### [TEXT SEGMENT]
━━━━━━━━

Many Asia shares slipped on Tuesday after Beijing released weak fourth-quarter economic data, although investors’ expectations for a strong China rebound remained high even as the global economy edges closer to recession.
MSCI’s gauge of Asia Pacific stocks outside Japan was down 0.34% at 0213 GMT, widening morning losses.
China’s economy hit a bump in the fourth quarter, growing by 2.9% year-on-year, National Bureau of Statistics data showed on Tuesday, beating expectations but still underlining the toll exacted by a stringent “zero-COVID” policy.
Gross domestic product (GDP) had been forecast to expand 1.8% from a year earlier, according to a Reuters poll of analysts, slowing from 3.9% in the third quarter.
Growth for 2022 was at 3.0%, the data showed, far below the official target of about 5.5%. Excluding the 2.2% expansion after COVID first hit in 2020, it was the worst showing in nearly half a century.
“I think investors will look through the Q4 GDP prints and focus on 2023,” said Redmond Wong, Greater China market strategist at Saxo Markets Hong Kong. “According to Chinese media, more than half of the 31 provinces and municipalities that have released 2023 work reports are targeting above 5.5% growth for 2023.”
Hong Kong’s Hang Seng Index fell 0.6% while China’s benchmark CSI300 Index was down 0.11%.

━━━━━━━━

Dataset records
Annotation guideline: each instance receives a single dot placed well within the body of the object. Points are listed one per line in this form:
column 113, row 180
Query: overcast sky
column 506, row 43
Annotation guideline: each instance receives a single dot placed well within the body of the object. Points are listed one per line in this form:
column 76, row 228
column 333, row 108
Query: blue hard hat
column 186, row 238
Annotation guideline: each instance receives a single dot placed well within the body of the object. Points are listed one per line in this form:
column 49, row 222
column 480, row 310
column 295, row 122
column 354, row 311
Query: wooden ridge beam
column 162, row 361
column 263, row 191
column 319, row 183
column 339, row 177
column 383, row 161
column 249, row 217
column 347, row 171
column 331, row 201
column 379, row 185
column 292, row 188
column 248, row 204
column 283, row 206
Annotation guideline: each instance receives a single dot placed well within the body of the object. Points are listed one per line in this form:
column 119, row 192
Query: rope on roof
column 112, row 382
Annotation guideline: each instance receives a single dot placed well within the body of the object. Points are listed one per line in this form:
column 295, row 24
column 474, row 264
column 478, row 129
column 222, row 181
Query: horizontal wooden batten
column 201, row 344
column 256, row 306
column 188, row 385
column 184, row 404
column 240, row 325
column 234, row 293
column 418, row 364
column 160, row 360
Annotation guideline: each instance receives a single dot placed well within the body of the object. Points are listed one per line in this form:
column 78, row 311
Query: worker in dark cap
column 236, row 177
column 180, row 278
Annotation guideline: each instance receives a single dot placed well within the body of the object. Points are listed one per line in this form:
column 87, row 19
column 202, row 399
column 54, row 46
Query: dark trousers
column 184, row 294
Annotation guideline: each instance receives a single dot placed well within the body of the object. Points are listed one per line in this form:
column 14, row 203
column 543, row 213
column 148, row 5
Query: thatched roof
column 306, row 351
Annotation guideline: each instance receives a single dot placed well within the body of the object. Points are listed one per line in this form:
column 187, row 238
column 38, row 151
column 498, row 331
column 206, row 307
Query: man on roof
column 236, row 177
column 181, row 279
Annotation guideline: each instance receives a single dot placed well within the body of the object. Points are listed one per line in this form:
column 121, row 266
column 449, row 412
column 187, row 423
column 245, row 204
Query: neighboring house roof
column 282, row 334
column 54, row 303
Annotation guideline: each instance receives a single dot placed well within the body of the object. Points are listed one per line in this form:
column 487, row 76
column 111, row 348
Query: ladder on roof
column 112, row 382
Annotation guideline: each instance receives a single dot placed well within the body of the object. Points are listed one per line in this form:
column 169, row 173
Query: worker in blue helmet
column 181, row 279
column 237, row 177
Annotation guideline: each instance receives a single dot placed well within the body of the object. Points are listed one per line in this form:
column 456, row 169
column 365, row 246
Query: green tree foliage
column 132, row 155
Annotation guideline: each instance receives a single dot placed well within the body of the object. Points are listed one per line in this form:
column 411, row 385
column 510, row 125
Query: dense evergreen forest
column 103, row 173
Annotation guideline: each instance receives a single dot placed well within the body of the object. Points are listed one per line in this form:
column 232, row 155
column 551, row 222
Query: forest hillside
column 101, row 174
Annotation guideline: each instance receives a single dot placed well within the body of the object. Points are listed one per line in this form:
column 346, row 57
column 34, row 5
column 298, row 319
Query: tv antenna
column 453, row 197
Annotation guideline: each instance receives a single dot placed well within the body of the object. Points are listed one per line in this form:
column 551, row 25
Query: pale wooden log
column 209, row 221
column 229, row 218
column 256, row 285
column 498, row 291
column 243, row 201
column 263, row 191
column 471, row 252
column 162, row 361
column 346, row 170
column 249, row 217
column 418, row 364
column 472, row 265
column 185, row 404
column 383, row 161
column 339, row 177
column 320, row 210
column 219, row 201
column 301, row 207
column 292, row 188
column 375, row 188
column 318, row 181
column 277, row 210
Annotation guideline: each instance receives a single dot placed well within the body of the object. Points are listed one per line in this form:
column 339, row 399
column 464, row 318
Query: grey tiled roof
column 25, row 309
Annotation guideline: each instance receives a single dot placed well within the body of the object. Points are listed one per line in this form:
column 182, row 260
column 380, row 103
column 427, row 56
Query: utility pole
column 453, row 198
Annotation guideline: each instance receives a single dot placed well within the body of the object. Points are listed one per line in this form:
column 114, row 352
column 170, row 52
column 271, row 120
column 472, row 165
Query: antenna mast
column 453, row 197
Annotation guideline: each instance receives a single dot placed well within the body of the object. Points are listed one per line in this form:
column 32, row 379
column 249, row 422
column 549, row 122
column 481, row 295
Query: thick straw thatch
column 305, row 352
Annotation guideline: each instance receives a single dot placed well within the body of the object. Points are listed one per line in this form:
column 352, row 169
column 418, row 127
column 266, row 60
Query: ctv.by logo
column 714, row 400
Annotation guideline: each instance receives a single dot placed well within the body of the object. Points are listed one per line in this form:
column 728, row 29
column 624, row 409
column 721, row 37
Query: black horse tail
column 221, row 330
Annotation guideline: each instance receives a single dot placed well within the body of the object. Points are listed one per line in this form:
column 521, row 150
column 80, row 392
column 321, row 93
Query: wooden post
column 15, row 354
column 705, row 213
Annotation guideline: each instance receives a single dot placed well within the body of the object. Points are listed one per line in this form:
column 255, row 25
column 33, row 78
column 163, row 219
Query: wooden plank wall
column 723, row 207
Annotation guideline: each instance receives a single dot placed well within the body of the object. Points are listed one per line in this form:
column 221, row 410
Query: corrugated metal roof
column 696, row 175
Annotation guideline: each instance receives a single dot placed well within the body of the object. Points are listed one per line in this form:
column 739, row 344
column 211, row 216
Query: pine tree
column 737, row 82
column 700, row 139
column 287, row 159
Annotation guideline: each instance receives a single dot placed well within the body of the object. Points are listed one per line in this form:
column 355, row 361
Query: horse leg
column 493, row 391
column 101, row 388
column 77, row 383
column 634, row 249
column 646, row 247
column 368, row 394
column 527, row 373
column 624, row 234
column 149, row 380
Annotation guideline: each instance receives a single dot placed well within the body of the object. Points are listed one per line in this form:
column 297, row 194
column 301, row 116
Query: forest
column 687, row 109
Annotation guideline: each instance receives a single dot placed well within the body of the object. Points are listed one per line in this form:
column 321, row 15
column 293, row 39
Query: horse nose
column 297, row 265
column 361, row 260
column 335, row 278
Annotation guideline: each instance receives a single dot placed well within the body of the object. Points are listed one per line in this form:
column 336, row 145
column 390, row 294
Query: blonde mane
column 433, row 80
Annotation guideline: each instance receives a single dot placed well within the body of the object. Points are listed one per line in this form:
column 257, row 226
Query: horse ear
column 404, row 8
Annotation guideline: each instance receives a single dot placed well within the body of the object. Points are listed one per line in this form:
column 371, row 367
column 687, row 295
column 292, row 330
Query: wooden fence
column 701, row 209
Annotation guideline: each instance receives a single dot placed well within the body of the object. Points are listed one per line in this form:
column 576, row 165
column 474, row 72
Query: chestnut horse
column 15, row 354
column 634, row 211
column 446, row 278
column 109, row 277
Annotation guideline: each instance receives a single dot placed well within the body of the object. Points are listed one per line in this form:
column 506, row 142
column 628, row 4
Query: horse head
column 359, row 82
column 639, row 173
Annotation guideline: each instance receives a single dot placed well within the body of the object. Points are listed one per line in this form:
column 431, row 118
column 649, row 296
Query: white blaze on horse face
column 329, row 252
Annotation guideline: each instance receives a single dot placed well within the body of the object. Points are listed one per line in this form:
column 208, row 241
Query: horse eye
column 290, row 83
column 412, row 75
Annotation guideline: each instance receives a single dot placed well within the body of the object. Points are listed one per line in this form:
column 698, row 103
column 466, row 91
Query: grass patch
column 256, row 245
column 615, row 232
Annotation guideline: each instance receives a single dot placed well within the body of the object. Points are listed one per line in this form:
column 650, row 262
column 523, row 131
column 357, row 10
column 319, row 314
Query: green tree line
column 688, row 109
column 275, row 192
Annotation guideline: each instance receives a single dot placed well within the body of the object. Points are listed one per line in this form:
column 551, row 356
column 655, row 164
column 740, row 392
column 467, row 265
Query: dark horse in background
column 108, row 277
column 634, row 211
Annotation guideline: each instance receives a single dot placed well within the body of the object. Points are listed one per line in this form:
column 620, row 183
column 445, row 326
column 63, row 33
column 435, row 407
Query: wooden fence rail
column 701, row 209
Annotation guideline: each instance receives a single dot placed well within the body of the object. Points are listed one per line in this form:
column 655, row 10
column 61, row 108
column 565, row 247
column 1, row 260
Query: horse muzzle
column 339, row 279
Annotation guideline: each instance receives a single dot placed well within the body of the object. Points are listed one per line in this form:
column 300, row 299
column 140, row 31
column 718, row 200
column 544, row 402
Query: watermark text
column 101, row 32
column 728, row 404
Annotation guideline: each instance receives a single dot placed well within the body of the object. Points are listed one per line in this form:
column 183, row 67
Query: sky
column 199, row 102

━━━━━━━━

### [WORK TO COMPLETE]
Decide whether each statement below agrees with the market report on Asian shares and China's economy, answering yes or no and quoting the deciding words from the report.
1. China's fourth-quarter growth came in below what analysts had expected.
2. China's growth for 2022 fell short of the official target.
3. Hong Kong's Hang Seng Index dropped by more than China's CSI300 Index.

### [TASK RESULT]
1. No: "growing by 2.9% year-on-year, National Bureau of Statistics data showed on Tuesday, beating expectations"
2. Yes: "Growth for 2022 was at 3.0%, the data showed, far below the official target of about 5.5%."
3. Yes: "Hong Kong’s Hang Seng Index fell 0.6% while China’s benchmark CSI300 Index was down 0.11%."